- _GIVEN TASK_
Only the lines from the one containing "Target: showroom floor" through the final line of the material below should be output, exactly as they stand.

## start

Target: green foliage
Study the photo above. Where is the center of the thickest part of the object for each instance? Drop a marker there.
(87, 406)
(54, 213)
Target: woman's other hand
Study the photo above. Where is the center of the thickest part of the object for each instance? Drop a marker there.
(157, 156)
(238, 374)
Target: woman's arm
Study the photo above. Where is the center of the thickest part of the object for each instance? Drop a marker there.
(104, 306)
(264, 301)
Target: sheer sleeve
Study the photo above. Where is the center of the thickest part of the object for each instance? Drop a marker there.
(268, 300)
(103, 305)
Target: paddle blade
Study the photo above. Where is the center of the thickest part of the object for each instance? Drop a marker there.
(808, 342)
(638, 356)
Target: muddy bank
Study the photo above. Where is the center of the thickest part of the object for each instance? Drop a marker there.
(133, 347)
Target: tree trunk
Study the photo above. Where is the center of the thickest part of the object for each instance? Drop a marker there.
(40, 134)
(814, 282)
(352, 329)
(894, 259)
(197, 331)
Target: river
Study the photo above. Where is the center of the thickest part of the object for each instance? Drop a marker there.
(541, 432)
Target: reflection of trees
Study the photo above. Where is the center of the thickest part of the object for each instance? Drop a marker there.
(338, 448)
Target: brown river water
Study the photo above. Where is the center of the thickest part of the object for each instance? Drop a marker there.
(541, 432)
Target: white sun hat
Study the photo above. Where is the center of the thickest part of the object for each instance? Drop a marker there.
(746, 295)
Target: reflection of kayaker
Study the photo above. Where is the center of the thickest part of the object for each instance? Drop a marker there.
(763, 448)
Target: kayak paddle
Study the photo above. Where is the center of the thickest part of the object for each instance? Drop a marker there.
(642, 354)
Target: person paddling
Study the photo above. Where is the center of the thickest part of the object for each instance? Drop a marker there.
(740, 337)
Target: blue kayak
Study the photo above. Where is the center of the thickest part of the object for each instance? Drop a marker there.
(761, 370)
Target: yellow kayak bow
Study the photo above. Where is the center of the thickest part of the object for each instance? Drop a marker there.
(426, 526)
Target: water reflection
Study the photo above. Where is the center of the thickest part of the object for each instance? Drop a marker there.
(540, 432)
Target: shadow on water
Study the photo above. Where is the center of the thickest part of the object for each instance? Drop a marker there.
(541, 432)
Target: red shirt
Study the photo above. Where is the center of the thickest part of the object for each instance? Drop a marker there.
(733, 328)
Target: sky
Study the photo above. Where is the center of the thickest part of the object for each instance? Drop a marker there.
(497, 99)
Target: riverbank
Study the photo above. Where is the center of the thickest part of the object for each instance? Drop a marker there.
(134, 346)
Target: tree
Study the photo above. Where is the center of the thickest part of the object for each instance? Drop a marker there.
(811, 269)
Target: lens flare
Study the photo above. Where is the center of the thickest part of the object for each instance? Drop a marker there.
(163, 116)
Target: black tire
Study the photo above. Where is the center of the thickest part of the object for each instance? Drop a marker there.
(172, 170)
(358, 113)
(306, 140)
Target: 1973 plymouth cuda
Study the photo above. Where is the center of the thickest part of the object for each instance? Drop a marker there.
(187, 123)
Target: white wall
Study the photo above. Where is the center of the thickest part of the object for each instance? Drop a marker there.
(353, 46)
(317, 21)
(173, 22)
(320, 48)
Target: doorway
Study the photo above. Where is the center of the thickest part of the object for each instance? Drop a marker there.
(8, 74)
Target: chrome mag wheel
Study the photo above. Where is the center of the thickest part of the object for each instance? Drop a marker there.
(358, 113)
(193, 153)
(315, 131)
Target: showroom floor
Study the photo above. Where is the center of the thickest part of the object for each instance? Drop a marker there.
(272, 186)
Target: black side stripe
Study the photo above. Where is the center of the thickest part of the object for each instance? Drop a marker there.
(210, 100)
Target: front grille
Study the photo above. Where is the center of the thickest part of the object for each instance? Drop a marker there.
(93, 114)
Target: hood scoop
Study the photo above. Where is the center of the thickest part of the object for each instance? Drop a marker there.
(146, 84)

## end

- _REPLY TO THE TASK_
Target: showroom floor
Study the photo above. Where is the center of the thickest part of the object for each instance? Drop a marker there.
(272, 186)
Target: black side stripe
Study the photo above. Where is the center of the thickest part of the object for each instance? Drop a marker there.
(210, 100)
Target: front grille
Study the photo above. Where is the center of the thickest part of the object for each instance? Drop a marker there.
(93, 114)
Target: hood scoop
Study the photo above. Where is the center of the thickest part of the object for each instance? Drop a marker there.
(146, 84)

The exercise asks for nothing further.